#### [EXERCISE GOAL]
Scale the stretch from the line containing "of the cabinet" through the end of the records below, reproducing all of its lines, requests included. Multiply every point coordinate in the answers by 1.8 and round each result to a whole number, with halves rounded up, and return only that stretch.

RECORD EXCERPTS start

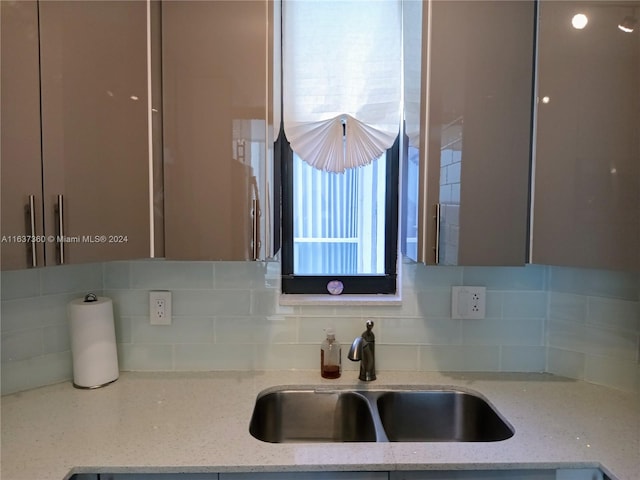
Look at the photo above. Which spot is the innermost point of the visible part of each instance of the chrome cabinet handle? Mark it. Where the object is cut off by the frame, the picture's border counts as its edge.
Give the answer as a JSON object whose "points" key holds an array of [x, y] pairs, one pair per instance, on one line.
{"points": [[60, 229], [255, 229], [255, 220], [32, 230], [437, 219]]}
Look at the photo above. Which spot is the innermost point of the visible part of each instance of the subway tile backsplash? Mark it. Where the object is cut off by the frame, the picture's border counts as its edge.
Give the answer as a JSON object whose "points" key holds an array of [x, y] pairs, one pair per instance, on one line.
{"points": [[584, 324]]}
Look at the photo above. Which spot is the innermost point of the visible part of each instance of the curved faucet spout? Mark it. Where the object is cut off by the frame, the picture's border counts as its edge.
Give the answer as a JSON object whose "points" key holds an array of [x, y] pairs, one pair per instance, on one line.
{"points": [[363, 350], [357, 347]]}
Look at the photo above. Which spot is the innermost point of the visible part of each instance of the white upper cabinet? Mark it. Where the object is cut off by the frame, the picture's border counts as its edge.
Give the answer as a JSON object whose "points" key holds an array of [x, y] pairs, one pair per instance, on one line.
{"points": [[477, 102], [75, 132], [586, 208]]}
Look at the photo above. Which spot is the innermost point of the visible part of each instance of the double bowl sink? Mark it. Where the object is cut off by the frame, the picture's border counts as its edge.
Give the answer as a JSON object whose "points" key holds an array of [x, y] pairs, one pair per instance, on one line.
{"points": [[321, 414]]}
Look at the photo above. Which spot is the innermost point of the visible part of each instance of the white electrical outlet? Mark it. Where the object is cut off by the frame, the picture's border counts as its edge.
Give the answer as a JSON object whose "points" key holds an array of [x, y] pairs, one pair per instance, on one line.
{"points": [[468, 302], [160, 308]]}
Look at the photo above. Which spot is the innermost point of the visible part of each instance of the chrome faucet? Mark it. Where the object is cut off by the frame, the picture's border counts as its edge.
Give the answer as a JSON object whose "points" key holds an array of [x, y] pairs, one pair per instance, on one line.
{"points": [[363, 349]]}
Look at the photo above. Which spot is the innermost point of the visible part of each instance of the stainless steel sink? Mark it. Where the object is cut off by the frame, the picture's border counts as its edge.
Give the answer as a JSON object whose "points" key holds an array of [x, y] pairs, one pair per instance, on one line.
{"points": [[288, 414], [312, 416], [440, 416]]}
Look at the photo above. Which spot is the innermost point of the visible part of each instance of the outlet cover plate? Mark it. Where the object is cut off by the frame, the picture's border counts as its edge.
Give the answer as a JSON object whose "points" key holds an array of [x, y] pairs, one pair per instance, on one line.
{"points": [[468, 302], [160, 307]]}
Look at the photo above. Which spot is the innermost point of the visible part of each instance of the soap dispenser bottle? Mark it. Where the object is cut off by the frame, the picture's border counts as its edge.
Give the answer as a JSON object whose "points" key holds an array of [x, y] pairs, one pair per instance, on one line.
{"points": [[330, 356]]}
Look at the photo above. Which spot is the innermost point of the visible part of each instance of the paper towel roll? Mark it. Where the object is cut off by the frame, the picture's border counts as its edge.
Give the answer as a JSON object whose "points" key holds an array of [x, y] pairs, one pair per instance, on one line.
{"points": [[93, 342]]}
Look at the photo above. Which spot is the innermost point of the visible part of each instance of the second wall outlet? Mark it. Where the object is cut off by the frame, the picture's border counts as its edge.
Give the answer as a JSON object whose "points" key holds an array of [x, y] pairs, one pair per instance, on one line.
{"points": [[160, 307], [468, 302]]}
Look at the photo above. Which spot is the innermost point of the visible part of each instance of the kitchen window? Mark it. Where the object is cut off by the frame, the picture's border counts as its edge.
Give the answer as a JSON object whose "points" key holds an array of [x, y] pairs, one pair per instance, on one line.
{"points": [[339, 145], [339, 227]]}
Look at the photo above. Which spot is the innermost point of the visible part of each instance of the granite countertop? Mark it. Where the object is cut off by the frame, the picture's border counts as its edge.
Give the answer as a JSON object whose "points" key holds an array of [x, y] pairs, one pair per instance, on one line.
{"points": [[198, 422]]}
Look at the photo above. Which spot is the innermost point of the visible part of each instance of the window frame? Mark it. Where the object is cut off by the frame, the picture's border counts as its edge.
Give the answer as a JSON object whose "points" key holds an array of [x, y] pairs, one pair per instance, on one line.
{"points": [[353, 284]]}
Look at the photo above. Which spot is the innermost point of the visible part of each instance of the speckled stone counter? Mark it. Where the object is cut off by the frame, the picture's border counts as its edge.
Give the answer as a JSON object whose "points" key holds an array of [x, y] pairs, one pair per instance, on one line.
{"points": [[198, 422]]}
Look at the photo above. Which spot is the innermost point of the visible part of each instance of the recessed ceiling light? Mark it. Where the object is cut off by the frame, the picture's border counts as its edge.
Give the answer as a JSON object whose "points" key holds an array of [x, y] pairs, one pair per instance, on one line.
{"points": [[628, 24], [579, 21]]}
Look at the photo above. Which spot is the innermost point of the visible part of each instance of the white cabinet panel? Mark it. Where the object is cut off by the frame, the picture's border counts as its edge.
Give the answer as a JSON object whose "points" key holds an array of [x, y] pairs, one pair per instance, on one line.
{"points": [[307, 476]]}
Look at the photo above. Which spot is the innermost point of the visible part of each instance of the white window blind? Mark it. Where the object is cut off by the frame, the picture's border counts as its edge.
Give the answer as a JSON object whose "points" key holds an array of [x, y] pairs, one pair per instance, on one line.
{"points": [[342, 72]]}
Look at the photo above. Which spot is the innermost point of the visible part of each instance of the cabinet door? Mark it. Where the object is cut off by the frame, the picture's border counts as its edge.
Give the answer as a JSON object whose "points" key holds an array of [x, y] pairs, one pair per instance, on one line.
{"points": [[94, 128], [20, 135], [478, 127], [214, 117], [586, 209]]}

RECORD EXCERPTS end

#### [WORKED SOLUTION]
Look at the photo above. Which spot is the innermost point of the visible part of each instance of the cabinet door? Mark it. Where the object is cut off by the frame, the picture's border counts as its edge.
Give the answer as a JSON object whose "points" key holds an array of [x, y] pairs, one pair per instance, on one line.
{"points": [[169, 230], [36, 243], [860, 229], [385, 211], [1055, 376]]}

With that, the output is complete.